---------- DATASET ROWS ----------
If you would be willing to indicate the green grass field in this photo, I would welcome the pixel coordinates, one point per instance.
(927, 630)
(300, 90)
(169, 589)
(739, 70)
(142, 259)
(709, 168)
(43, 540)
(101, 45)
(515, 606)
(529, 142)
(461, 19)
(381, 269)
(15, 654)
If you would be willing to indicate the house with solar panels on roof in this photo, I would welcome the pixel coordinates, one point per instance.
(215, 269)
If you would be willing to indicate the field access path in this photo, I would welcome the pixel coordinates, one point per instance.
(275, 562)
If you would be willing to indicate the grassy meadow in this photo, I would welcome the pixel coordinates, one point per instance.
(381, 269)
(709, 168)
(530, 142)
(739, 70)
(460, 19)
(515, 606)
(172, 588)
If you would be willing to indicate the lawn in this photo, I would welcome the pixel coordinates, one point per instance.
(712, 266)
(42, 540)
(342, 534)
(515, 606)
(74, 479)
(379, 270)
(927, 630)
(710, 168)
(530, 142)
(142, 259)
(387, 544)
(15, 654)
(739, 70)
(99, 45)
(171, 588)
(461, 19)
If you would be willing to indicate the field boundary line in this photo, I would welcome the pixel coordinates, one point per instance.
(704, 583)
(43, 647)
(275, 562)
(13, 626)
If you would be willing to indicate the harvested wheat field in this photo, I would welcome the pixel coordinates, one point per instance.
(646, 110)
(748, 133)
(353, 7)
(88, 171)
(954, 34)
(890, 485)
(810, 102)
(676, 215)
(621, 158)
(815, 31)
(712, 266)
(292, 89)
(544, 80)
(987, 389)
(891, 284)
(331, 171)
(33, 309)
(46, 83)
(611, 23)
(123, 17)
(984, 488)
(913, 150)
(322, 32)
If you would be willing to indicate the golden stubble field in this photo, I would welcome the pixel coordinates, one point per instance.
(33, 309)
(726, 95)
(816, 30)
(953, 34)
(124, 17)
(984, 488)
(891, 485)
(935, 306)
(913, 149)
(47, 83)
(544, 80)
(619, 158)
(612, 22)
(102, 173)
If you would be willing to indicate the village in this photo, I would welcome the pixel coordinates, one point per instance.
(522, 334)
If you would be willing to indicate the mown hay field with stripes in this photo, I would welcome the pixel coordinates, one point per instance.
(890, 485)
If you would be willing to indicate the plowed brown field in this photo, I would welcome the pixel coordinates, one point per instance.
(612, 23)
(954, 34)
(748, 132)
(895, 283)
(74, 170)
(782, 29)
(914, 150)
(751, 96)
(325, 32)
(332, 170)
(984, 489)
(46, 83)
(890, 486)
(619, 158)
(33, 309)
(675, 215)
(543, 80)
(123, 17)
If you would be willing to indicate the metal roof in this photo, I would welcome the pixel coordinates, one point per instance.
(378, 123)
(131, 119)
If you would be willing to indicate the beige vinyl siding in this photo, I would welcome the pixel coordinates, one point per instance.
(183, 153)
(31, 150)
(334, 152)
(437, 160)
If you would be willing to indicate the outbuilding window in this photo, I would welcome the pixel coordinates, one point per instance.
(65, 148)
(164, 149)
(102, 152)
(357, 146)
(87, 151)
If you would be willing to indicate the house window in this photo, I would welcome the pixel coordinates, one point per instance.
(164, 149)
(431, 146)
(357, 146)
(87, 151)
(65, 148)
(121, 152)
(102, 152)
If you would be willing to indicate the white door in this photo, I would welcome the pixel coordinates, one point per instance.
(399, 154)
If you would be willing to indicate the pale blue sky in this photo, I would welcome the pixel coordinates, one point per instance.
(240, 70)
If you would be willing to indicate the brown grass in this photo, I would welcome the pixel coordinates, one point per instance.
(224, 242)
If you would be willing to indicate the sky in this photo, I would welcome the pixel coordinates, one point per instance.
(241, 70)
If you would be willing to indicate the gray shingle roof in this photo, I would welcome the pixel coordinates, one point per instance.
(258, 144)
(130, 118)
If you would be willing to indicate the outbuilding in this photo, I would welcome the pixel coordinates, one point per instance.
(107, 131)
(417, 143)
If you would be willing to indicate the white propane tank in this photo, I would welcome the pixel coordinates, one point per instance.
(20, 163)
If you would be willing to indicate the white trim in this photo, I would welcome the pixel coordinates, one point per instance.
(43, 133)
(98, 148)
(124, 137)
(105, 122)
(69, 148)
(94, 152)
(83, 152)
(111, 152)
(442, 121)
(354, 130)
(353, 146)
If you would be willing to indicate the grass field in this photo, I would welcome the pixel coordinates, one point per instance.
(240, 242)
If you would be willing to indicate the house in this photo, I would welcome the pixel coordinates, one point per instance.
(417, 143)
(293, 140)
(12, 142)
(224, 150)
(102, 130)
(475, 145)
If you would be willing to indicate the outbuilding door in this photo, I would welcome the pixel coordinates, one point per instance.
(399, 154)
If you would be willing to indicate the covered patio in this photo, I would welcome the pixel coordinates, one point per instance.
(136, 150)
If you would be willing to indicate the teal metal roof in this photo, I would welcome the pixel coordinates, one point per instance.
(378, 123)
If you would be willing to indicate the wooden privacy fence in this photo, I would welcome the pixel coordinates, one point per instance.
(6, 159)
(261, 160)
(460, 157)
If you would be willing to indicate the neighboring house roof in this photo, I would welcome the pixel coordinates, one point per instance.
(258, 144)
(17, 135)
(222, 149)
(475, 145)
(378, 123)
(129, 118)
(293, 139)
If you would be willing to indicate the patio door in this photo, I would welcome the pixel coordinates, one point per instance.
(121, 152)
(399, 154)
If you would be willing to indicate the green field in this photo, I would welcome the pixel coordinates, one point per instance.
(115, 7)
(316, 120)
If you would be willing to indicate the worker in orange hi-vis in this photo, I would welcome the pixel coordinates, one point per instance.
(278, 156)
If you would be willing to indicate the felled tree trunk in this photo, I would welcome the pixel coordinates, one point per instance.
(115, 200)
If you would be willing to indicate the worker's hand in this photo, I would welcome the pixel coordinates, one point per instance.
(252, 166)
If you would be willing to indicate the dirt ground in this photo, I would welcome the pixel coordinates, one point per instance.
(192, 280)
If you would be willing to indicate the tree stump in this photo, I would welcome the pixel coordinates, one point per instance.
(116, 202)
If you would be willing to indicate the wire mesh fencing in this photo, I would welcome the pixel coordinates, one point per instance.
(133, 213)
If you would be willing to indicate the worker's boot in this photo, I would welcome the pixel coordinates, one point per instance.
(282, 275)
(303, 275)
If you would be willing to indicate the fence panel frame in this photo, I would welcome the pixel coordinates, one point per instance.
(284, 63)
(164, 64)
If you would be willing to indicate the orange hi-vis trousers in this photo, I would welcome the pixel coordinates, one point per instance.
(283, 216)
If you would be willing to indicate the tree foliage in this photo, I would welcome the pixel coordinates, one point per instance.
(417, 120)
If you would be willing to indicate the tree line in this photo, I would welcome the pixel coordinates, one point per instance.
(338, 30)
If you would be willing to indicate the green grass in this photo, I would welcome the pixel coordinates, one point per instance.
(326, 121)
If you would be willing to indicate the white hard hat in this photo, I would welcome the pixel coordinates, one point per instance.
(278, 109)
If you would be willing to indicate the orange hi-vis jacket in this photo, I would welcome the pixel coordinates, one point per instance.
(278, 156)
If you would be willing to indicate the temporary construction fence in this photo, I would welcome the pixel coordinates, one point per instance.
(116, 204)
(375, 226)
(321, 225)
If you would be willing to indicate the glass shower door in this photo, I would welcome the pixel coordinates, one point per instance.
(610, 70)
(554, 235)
----------
## [EXERCISE AIM]
Scale everything from the line containing "If you would be willing to indicate the white hard" down to the end of the lines, writing each line again with its request unchanged and each point coordinate in the answers multiplied by 0.9 and rounded to a whole number, with halves rounded up.

## [OUTPUT FOR THIS TASK]
If you would be willing to indicate the white hard hat in this photo, I would welcome the pixel coordinates, one point per instance.
(250, 98)
If you would be willing to indicate the orange hi-vis jacket in this photo, I would welcome the pixel coordinates, one point per instance.
(250, 140)
If you would be willing to indicate the temporary construction fence in this photo, I would welcome the pixel coordinates, one point per instance.
(104, 184)
(338, 203)
(289, 203)
If you would be willing to indicate the glass shower door in this photo, I would welcome the pixel coordinates, one point per instance.
(549, 63)
(499, 212)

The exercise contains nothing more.